━━ Raw records ━━
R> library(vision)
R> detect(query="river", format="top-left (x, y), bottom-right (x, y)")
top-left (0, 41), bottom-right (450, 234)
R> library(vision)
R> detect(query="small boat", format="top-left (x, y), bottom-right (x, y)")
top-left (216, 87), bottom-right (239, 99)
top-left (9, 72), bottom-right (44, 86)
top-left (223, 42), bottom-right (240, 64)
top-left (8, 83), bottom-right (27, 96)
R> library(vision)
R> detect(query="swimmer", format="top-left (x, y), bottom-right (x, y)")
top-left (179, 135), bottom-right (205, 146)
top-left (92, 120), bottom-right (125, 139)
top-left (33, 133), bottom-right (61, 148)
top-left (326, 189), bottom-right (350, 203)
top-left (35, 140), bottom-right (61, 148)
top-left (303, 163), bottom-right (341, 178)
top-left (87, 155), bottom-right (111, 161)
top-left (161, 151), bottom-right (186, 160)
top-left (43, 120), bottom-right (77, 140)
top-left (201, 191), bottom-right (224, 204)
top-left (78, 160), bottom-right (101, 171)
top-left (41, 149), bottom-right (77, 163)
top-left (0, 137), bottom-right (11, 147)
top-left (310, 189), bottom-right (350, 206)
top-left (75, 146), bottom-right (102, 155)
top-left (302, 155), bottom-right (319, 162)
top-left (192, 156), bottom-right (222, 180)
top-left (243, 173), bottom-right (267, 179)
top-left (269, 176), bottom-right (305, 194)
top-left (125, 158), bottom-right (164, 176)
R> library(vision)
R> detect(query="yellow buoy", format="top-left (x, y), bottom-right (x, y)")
━━━
**The request**
Quote the items above word for word, from their first line through the line containing "top-left (8, 83), bottom-right (27, 96)", including both of those lines.

**Problem solution**
R> library(vision)
R> detect(query="river", format="top-left (x, y), bottom-right (x, y)")
top-left (0, 41), bottom-right (450, 234)
R> library(vision)
R> detect(query="small boat", format="top-left (x, y), bottom-right (x, y)")
top-left (216, 87), bottom-right (239, 99)
top-left (9, 72), bottom-right (44, 86)
top-left (223, 42), bottom-right (240, 64)
top-left (8, 83), bottom-right (27, 96)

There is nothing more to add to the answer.